Start of Block
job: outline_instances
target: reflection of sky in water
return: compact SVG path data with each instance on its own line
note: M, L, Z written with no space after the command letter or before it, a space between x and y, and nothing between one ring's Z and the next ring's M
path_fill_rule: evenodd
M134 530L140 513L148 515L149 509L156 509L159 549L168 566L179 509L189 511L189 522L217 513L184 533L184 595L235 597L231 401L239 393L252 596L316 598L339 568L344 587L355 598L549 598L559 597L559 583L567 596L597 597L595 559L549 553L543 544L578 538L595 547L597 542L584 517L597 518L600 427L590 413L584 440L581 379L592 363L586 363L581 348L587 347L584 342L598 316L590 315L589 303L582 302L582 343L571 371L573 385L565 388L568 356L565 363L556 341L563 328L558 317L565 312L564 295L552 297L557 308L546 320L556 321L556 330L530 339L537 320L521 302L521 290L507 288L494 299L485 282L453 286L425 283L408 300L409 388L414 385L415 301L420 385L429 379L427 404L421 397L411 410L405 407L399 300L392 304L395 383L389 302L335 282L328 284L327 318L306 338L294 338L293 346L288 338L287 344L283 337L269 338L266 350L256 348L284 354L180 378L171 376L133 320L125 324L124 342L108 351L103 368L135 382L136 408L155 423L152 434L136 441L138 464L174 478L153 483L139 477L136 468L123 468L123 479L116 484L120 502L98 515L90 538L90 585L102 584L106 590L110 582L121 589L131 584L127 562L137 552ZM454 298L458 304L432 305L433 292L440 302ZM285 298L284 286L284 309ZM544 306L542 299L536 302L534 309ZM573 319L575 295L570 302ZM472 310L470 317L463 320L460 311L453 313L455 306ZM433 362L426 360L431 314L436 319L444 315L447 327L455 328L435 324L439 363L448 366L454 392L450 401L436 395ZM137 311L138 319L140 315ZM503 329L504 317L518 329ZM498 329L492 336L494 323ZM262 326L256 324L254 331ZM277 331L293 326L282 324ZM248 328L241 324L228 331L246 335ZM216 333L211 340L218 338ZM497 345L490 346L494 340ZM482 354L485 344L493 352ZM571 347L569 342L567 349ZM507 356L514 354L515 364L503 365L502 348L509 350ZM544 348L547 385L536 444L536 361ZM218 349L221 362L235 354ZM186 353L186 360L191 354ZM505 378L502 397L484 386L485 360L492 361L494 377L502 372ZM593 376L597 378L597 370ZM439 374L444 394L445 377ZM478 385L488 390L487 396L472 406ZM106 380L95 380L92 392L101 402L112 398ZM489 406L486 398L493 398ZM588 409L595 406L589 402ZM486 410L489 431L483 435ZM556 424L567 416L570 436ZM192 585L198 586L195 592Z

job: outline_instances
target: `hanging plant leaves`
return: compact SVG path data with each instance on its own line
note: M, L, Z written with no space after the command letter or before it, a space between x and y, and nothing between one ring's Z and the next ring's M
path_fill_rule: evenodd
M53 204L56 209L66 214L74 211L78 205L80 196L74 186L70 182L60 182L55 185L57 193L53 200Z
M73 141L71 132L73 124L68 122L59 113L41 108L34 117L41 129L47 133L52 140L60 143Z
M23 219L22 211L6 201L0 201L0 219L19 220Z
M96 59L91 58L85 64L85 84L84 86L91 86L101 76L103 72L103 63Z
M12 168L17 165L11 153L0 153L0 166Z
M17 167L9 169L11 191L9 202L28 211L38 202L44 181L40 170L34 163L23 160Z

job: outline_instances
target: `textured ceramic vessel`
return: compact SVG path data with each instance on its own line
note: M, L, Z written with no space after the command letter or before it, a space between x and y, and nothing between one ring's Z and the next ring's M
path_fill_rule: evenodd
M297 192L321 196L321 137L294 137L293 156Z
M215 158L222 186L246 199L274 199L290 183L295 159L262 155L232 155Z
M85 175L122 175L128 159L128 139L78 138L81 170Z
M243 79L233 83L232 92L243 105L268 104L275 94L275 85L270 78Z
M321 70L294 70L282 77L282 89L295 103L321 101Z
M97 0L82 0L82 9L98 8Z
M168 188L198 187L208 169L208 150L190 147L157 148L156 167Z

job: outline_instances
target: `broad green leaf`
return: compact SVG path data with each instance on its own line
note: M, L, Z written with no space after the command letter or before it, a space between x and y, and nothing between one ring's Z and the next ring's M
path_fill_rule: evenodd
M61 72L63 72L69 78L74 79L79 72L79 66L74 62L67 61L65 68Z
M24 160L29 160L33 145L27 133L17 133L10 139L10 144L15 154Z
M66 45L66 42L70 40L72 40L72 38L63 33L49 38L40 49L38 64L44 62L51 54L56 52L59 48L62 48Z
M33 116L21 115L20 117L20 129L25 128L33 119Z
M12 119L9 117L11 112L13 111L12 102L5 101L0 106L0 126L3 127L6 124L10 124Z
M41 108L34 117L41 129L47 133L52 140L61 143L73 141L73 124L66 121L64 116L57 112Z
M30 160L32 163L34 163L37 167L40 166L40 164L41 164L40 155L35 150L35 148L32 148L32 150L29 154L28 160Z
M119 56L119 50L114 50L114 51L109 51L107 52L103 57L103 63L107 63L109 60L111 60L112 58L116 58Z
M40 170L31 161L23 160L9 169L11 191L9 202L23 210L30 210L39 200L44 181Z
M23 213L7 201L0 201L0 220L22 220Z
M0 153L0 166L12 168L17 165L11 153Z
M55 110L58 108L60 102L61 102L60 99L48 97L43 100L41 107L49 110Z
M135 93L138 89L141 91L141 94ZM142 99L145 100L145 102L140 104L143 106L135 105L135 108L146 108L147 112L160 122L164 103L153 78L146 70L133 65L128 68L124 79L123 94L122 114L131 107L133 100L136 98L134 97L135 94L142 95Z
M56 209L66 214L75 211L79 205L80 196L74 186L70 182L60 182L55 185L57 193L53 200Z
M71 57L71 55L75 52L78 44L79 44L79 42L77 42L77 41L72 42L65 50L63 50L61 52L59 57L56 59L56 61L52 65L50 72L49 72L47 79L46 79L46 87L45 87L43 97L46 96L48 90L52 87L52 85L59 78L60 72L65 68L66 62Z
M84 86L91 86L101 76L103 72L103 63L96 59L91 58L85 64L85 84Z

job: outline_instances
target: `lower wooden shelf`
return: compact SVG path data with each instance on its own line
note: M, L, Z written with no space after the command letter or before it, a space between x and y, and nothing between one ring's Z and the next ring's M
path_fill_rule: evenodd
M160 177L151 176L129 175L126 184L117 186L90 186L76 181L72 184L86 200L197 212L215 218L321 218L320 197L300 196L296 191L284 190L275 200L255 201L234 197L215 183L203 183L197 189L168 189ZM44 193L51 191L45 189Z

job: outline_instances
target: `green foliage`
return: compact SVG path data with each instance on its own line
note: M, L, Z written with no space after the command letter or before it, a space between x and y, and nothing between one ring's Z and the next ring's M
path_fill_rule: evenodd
End of Block
_REQUIREMENT_.
With nothing left out, transcribe the records above exactly.

_TASK RESPONSE_.
job: outline_instances
target: reflection of sky in water
return: compact SVG path data with each instance on its own line
note: M, L, Z written with no space after the command letter or before it, a space between x and y, and nothing between one ring's Z and the next ring's M
path_fill_rule: evenodd
M134 530L140 513L148 515L149 509L156 509L159 549L168 566L179 509L189 511L189 522L217 513L184 533L184 595L235 597L231 401L239 393L252 596L316 598L339 568L344 587L355 598L549 598L559 597L559 583L567 596L597 597L595 559L549 553L543 544L578 538L595 547L597 542L584 517L597 518L600 427L590 413L584 440L581 379L592 363L586 363L581 348L587 347L584 342L598 316L590 315L589 303L582 302L582 343L571 371L573 385L565 388L568 356L565 363L556 341L563 328L558 317L565 312L564 295L552 297L557 308L546 320L556 321L556 330L530 339L537 320L521 302L521 290L507 288L494 299L485 282L453 286L425 283L408 300L409 388L414 385L415 301L420 385L429 379L427 404L421 397L411 410L405 407L399 300L392 304L395 383L389 302L335 282L328 284L327 318L306 338L294 338L293 346L288 338L287 344L283 337L269 338L266 350L256 348L284 354L180 378L171 376L133 320L125 324L124 342L108 351L103 368L135 382L136 408L155 423L152 434L136 441L138 464L174 478L153 483L139 477L136 468L123 468L123 479L116 484L120 502L98 515L90 538L90 585L102 584L106 590L110 582L121 589L131 584L127 562L137 552ZM454 298L458 304L432 305L433 292L440 302ZM285 298L284 286L284 309ZM544 306L542 299L536 302L534 309ZM573 319L575 295L570 302ZM472 310L470 317L463 320L460 311L453 313L455 306ZM433 362L426 360L431 314L436 319L444 315L447 327L455 328L435 324L439 363L448 366L454 392L450 401L436 395ZM137 311L138 319L140 315ZM503 329L504 317L518 329ZM498 329L492 336L494 323ZM262 326L256 324L254 331ZM277 331L293 326L282 324ZM248 328L241 324L228 331L246 335ZM216 333L211 340L218 338ZM497 345L490 346L494 340ZM482 354L485 344L493 352ZM571 347L569 342L567 349ZM507 356L514 354L515 364L503 365L502 348L509 350ZM544 348L547 385L536 444L536 361ZM218 349L221 362L235 354ZM186 353L186 360L191 354ZM505 378L502 397L484 386L485 360L492 361L494 377L502 372ZM593 376L597 378L597 370ZM439 374L444 394L445 377ZM478 385L488 390L487 396L472 406ZM106 380L95 380L92 392L101 402L112 398ZM489 406L486 398L493 398ZM588 409L595 406L589 402ZM486 410L489 431L483 435ZM556 424L567 416L570 436ZM192 585L198 586L195 592Z

job: outline_instances
target: `hanging plant leaves`
return: compact SVG path data with each instance on its own line
note: M, L, Z written with no space after the command letter or before it, a space between x and y, and nothing between one ring's Z and the next ring's M
path_fill_rule: evenodd
M53 204L56 209L66 214L74 211L78 205L80 196L74 186L70 182L60 182L55 185L57 193L53 200Z
M73 141L71 132L73 124L68 122L59 113L41 108L34 117L41 129L47 133L52 140L60 143Z
M23 219L22 211L6 201L0 201L0 219L19 220Z
M96 59L91 58L85 64L85 84L84 86L91 86L101 76L103 72L103 63Z
M12 168L17 165L11 153L0 153L0 166Z
M17 167L9 169L11 191L9 202L28 211L38 202L44 181L40 170L34 163L23 160Z

job: outline_instances
target: `textured ceramic vessel`
return: compact SVG path data with each instance on its own line
note: M, L, Z written with no space after the command letter or before it, a space between x and y, and nothing between one ring's Z and the next ring's M
path_fill_rule: evenodd
M297 192L321 196L321 137L294 137L293 156Z
M215 158L222 186L246 199L274 199L290 183L295 159L262 155L232 155Z
M85 175L122 175L128 159L128 139L78 138L81 170Z
M243 79L233 83L232 92L243 105L268 104L275 94L275 85L270 78Z
M321 70L294 70L282 77L282 89L295 103L321 101Z
M97 0L82 0L82 9L98 8Z
M168 188L198 187L208 169L208 150L190 147L157 148L156 167Z

job: outline_instances
target: `broad green leaf`
return: compact SVG path data with each instance on its own line
note: M, L, Z written with no space after the command letter or before it, a space between x and y, and nothing between one ring's Z and the next ring's M
path_fill_rule: evenodd
M61 72L63 72L69 78L74 79L79 72L79 66L74 62L67 61L65 68Z
M24 160L29 160L33 145L27 133L17 133L10 139L10 144L15 154Z
M66 45L66 42L70 40L72 40L72 38L63 33L49 38L40 49L38 64L44 62L51 54L56 52L59 48L62 48Z
M33 116L21 115L20 117L20 129L25 128L33 119Z
M12 119L9 117L11 112L13 111L12 102L5 101L0 106L0 126L3 127L6 124L10 124Z
M41 108L34 117L41 129L47 133L52 140L61 143L73 141L73 124L66 121L64 116L57 112Z
M30 160L32 163L34 163L37 167L40 166L40 164L41 164L40 155L35 150L35 148L32 148L32 150L29 154L28 160Z
M119 56L119 50L114 50L114 51L109 51L107 52L103 57L103 63L107 63L109 60L111 60L112 58L116 58Z
M40 170L31 161L23 160L9 169L11 191L9 202L23 210L30 210L39 200L44 181Z
M23 213L7 201L0 201L0 220L22 220Z
M0 153L0 166L12 168L17 165L11 153Z
M55 110L58 108L60 102L61 102L60 99L48 97L43 100L41 107L49 110Z
M135 93L138 89L141 91L141 94ZM142 99L145 100L145 102L140 104L143 106L135 105L135 108L146 108L147 112L160 122L164 103L153 78L146 70L133 65L128 68L124 79L123 94L122 114L131 107L133 100L136 98L134 97L135 94L142 95Z
M56 209L66 214L75 211L79 205L80 196L74 186L70 182L60 182L55 185L57 193L53 200Z
M71 57L71 55L75 52L78 44L79 44L79 42L77 42L77 41L72 42L65 50L63 50L61 52L59 57L56 59L56 61L52 65L50 72L49 72L47 79L46 79L46 87L45 87L43 97L46 96L48 90L52 87L52 85L59 78L60 72L65 68L66 62Z
M84 86L91 86L101 76L103 72L103 63L96 59L91 58L85 64L85 84Z

job: outline_instances
target: `lower wooden shelf`
return: compact SVG path data with each instance on its own line
note: M, L, Z written with no space after the command letter or before it, a space between x and y, and nothing between one ring's Z and the next ring's M
path_fill_rule: evenodd
M160 177L151 176L129 175L126 184L117 186L90 186L76 181L72 184L86 200L197 212L215 218L321 218L320 197L300 196L296 191L284 190L275 200L255 201L234 197L215 183L203 183L197 189L168 189ZM44 193L51 191L45 189Z

job: outline_instances
target: `green foliage`
return: compact SVG path data with each instance on its own line
note: M, L, Z written with no space after the command letter or before it, a space between x and y, and nothing between one ring's Z and the next ring's M
path_fill_rule: evenodd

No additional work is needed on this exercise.